■ **Passage for review**:
※

The trial court determined that the letter of February 12, 1966, with its enclosures, was a part of the written contract between the parties. These writings, which are part of the same transaction, should be interpreted together. Vance v. Ingram, 16 Wn.2d 399, 133 P.2d 938 (1943). It is only upon perusal of all of the documents that the terms, conditions and requirements of the relationship between the parties become intelligible. American Sheet Metal Works, Inc. v. Haynes, 67 Wn.2d 153, 407 P.2d 429 (1965); Levinson v. Linderman, 51 Wn.2d 855, 322 P.2d 863 (1958). The promise to indemnify Austin is one of the express terms of the Austin-Monorail contract which appellant adopted.
Although appellant participated in the settlement of the claim of Boman, it contends that the contract of indemnity is void because it would deprive Crowe of a benefit derived from the Industrial Insurance Act, ie., immunity from Boman’s suit. We do not agree. The act specifically permits an election by an employee against a third-party employer. RCW 51.24.010 in part is as follows:
If the injury to a workman is due to negligence or wrong of another not in the same employ, the injured workman . . . shall elect whether to take under this title or seek a remedy against such other, such election to be in advance of any suit under this section and, if he takes under this title, the cause of action against such other shall be assigned to the state for the benefit of the accident fund and the medical aid fund; . . .

※

■ **Supplied material**:
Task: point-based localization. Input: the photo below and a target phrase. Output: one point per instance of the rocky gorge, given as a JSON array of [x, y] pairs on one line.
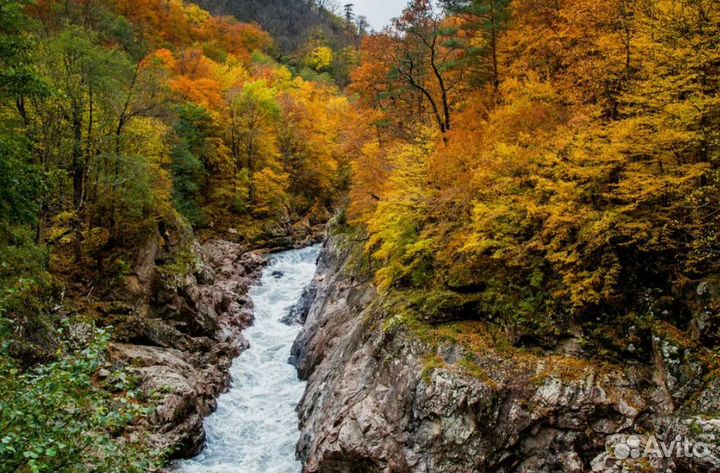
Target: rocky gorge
[[387, 394], [178, 329]]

※

■ **Activity**: Carry the court opinion on the indemnity contract further from the point where it stops. The lines play no role here.

■ **Written answer**:
Boman was an employee of appellant, not Austin. Only the employer has immunity, not a third party, even though there is a contractual relationship between the employer and such third party. Greenleaf v. Puget Sound Bridge & Dredging Co., 58 Wn.2d 647, 364 P.2d 796 (1961). And this applies to contracts of indemnity. Tucci & Sons, Inc. v. Carl T. Madsen, Inc., 1 Wn. App. 1035, 467 P.2d 386 (1970).
Appellant next contends that the indemnitjr con*587tract was void by reason of the enactment of RCW 4.24.115. The formation of the contract between appellant and respondent was completed by April 13, 1966. Boman was injured on July 11, 1966, and instituted the action on February 20, 1967. This statute, enacted in 1967, does not have retroactive application. Tucci & Sons, Inc. v. Carl T. Madsen, Inc., supra. See also In re Cascade Fixture Co., 8 Wn.2d 263, 111 P.2d 991 (1941).
Appellant also argues that the case should not have been disposed of by summary judgment. All of the pertinent documents forming the contract or bearing upon the issue of indemnity were before the court. In its brief, appellant states that there was a question of credibility. It is true that if it was necessary to resolve a genuine issue of credibility, a hearing should have been held. Balise v. Underwood, 62 Wn.2d 195, 381 P.2d 966 (1963). However, its counsel on oral argument acknowledged that all documents were genuine. Since they were genuine and not controverted, they could be taken as true by the trial court. Henry v. St. Regis Paper Co., 55 Wn.2d 148, 346 P.2d 692 (1959). Under these circumstances, we are unable to find a genuine issue of fact. The trial court was correct in granting a summary judgment.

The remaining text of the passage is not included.